* **Assigned task**
Please reproduce all of the data exactly as it appears, but skip the pictures.

Start of Block

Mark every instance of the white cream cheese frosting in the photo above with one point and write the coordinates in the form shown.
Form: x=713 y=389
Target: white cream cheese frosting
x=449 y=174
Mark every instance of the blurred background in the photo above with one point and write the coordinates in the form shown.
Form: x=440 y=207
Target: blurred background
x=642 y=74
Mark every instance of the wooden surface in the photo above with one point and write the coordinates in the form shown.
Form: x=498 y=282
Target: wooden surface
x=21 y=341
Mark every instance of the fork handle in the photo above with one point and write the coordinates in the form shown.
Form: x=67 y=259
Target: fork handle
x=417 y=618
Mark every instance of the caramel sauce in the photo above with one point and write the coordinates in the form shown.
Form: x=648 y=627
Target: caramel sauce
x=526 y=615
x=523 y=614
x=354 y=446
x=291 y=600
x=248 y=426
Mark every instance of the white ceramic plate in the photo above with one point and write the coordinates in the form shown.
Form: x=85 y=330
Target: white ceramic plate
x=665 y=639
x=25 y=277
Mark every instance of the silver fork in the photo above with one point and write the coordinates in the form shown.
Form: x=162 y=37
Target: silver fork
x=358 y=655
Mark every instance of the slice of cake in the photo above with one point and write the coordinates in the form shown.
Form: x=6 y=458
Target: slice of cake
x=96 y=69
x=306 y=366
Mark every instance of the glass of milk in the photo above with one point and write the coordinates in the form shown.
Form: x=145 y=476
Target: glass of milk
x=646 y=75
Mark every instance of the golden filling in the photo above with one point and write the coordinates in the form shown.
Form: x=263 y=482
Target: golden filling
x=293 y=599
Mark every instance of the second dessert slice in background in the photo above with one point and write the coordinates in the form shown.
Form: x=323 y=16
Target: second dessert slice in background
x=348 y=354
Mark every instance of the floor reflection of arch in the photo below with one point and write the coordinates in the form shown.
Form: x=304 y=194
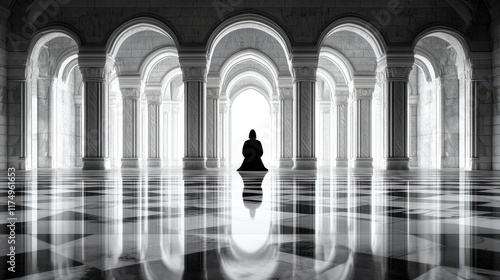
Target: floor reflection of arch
x=239 y=259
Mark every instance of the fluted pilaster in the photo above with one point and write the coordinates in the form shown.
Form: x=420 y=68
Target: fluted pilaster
x=361 y=127
x=286 y=116
x=194 y=115
x=341 y=115
x=305 y=124
x=213 y=95
x=396 y=118
x=131 y=132
x=154 y=129
x=96 y=100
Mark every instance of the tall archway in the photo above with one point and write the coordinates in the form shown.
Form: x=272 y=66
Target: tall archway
x=144 y=51
x=438 y=101
x=53 y=103
x=254 y=46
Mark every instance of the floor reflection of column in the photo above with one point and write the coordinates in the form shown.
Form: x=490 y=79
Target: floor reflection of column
x=389 y=228
x=332 y=260
x=195 y=201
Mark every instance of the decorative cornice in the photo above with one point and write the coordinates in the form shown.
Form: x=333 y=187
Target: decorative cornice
x=4 y=12
x=361 y=93
x=286 y=93
x=154 y=99
x=397 y=74
x=95 y=73
x=304 y=74
x=194 y=74
x=130 y=93
x=213 y=93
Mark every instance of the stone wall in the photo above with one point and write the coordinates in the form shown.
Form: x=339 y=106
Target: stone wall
x=426 y=132
x=495 y=29
x=3 y=97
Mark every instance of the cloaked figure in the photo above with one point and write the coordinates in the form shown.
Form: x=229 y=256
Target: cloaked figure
x=252 y=193
x=252 y=151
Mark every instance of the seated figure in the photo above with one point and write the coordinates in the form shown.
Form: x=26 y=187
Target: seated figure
x=252 y=151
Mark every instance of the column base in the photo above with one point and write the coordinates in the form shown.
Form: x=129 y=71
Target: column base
x=213 y=163
x=305 y=164
x=473 y=164
x=223 y=162
x=131 y=163
x=285 y=163
x=194 y=163
x=395 y=164
x=154 y=162
x=362 y=163
x=95 y=163
x=341 y=162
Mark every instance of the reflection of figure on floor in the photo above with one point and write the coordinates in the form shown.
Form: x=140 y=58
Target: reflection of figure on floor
x=252 y=193
x=252 y=151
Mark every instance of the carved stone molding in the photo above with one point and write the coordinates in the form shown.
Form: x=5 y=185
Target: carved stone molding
x=286 y=93
x=361 y=93
x=305 y=73
x=194 y=74
x=397 y=73
x=131 y=93
x=94 y=73
x=213 y=93
x=154 y=99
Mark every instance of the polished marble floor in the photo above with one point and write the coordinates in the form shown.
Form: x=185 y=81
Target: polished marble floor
x=219 y=224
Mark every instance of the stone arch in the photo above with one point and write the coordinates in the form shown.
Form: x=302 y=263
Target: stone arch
x=153 y=58
x=43 y=114
x=360 y=27
x=133 y=26
x=248 y=20
x=249 y=55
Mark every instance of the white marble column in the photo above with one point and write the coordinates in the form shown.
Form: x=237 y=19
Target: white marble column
x=131 y=125
x=176 y=132
x=78 y=130
x=24 y=161
x=360 y=121
x=413 y=130
x=396 y=118
x=154 y=129
x=472 y=121
x=194 y=78
x=167 y=131
x=213 y=95
x=325 y=135
x=341 y=113
x=286 y=117
x=223 y=134
x=305 y=118
x=96 y=105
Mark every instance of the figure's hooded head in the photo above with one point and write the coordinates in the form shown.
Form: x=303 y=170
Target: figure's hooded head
x=252 y=134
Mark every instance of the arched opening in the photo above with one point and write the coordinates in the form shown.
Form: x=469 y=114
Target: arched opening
x=250 y=109
x=54 y=103
x=149 y=91
x=348 y=110
x=438 y=110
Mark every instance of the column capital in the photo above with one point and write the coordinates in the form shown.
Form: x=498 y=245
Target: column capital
x=130 y=93
x=304 y=73
x=194 y=73
x=361 y=93
x=285 y=93
x=213 y=93
x=4 y=12
x=394 y=74
x=94 y=63
x=94 y=73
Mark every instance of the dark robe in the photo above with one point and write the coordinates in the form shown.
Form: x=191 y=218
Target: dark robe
x=252 y=151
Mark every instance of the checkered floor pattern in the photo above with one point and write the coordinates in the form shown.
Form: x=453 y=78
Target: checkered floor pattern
x=283 y=224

End of Block

* **Reply to the task**
Mark every instance of the white cream cheese frosting in the photo above with one point and write the coordinates in the form shown.
Form: x=713 y=389
Target: white cream cheese frosting
x=449 y=174
Mark every instance of the blurred background in the photo above with one point and write the coordinates in the form shown.
Form: x=440 y=207
Target: blurred background
x=642 y=74
Mark every instance of the wooden surface in the photo above with one point and write the coordinates in the form shown.
Form: x=498 y=282
Target: wooden surface
x=21 y=341
Mark every instance of the fork handle in the photo above with one point and write the coordinates in the form shown.
Form: x=67 y=259
Target: fork handle
x=417 y=618
Mark every instance of the caramel sauce in the photo above with one point and write the coordinates in the form shown.
Form: x=648 y=627
Target: caramel sauce
x=526 y=615
x=523 y=614
x=354 y=446
x=291 y=600
x=248 y=426
Mark every instance of the white ceramic plate in the photo above with one point and write the coordinates in the form shown.
Form: x=85 y=330
Target: white ceramic plate
x=665 y=639
x=25 y=277
Mark every instance of the silver fork in the photo above with one point and write the coordinates in the form shown.
Form: x=162 y=37
Target: silver fork
x=358 y=655
Mark every instance of the slice of cake in the photo above with one point and write the coordinates in the form shown.
Form: x=6 y=458
Target: slice of cake
x=96 y=69
x=306 y=366
Mark every instance of the glass of milk in the photo above with one point and write the coordinates in the form shown.
Form: x=145 y=476
Target: glass of milk
x=646 y=75
Mark every instance of the golden filling in the photo above with one point and write the coordinates in the form shown.
Form: x=263 y=482
Target: golden filling
x=293 y=599
Mark every instance of the second dessert slice in background in the photo above with one point and write the coordinates in the form shown.
Form: x=323 y=16
Target: second dessert slice in background
x=348 y=354
Mark every instance of the floor reflection of arch in the photo below with one point and write the coordinates in the form shown.
Form: x=304 y=194
Target: floor reflection of arch
x=239 y=259
Mark every instance of the fluted pilaster in the photo above with one point and write the coordinates in the form shown.
Form: x=420 y=68
Target: fluted pilaster
x=361 y=127
x=286 y=116
x=194 y=115
x=341 y=115
x=305 y=124
x=213 y=95
x=396 y=118
x=131 y=132
x=154 y=129
x=96 y=100
Mark every instance of the tall archway in the photo above with one point and write the coordinates in the form shown.
Form: x=272 y=66
Target: tall archway
x=144 y=51
x=438 y=101
x=53 y=103
x=254 y=46
Mark every instance of the floor reflection of column in the photo above with one point and write the coordinates in the form shown.
Form: x=490 y=79
Target: floor reflection of column
x=389 y=228
x=332 y=260
x=195 y=201
Mark every instance of the decorative cornice in the photo above with one point and write the coordinates in the form shown.
Form: x=333 y=187
Target: decorative cornice
x=4 y=12
x=361 y=93
x=286 y=93
x=154 y=99
x=397 y=74
x=95 y=73
x=304 y=74
x=194 y=74
x=130 y=93
x=213 y=93
Mark every instance of the stone wall in the photo above with one point and write the coordinates in the form shown.
Form: x=339 y=106
Target: stone wall
x=426 y=132
x=495 y=29
x=3 y=97
Mark every instance of the cloaked figure in the photo above with one point and write the coordinates in the form shown.
Form: x=229 y=256
Target: cloaked figure
x=252 y=193
x=252 y=151
Mark every instance of the seated figure in the photo above with one point and write the coordinates in the form shown.
Form: x=26 y=187
Target: seated figure
x=252 y=151
Mark every instance of the column base in the photo above with one point and write the coordinates in the form shown.
Form: x=129 y=71
Target: column base
x=213 y=163
x=305 y=164
x=473 y=164
x=223 y=162
x=131 y=163
x=285 y=163
x=194 y=163
x=395 y=164
x=154 y=162
x=362 y=163
x=95 y=163
x=341 y=162
Mark every instance of the reflection of figure on floor in the photo above with one point and write the coordinates in the form shown.
Form: x=140 y=58
Target: reflection of figure on floor
x=252 y=193
x=252 y=151
Mark every instance of the carved stone molding in the photo above with one point and write the coordinates in the form shown.
Form: x=5 y=185
Target: carved stone molding
x=286 y=93
x=361 y=93
x=305 y=73
x=194 y=74
x=397 y=73
x=131 y=93
x=94 y=73
x=213 y=93
x=154 y=99
Mark every instance of the polished marble floor in the photo above with one point and write the coordinates in the form shown.
Form: x=185 y=81
Target: polished marble floor
x=219 y=224
Mark every instance of the stone arch in the photo above with one point and write the coordinates in the form shown.
Form: x=302 y=263
Target: stone arch
x=153 y=58
x=43 y=114
x=360 y=27
x=133 y=26
x=248 y=20
x=249 y=55
Mark every instance of the white marble column in the photo above with one point and write the coordinates in the form shown.
Form: x=237 y=19
Target: white marble column
x=131 y=125
x=176 y=132
x=78 y=130
x=24 y=161
x=360 y=121
x=413 y=130
x=396 y=118
x=154 y=129
x=472 y=121
x=194 y=78
x=167 y=131
x=213 y=95
x=325 y=135
x=341 y=113
x=286 y=117
x=223 y=134
x=305 y=118
x=96 y=105
Mark every instance of the figure's hooded head in the photo above with one point and write the coordinates in the form shown.
Form: x=303 y=170
Target: figure's hooded head
x=252 y=134
Mark every instance of the arched opening in the photo above with one point and write the coordinates in the form shown.
Form: x=469 y=114
Target: arched opening
x=250 y=109
x=54 y=103
x=149 y=91
x=348 y=110
x=438 y=110
Mark every instance of the column capital in the photo above with one point and write the coordinates in the form shown.
Form: x=498 y=245
Target: column capital
x=130 y=93
x=304 y=73
x=194 y=73
x=361 y=93
x=285 y=93
x=213 y=93
x=4 y=12
x=394 y=74
x=94 y=63
x=94 y=73
Mark every instance of the dark robe in the photo above with one point and write the coordinates in the form shown.
Form: x=191 y=218
Target: dark robe
x=252 y=151
Mark every instance of the checkered floor pattern in the photo above with one point and write the coordinates in the form shown.
Form: x=453 y=78
Target: checkered floor pattern
x=283 y=224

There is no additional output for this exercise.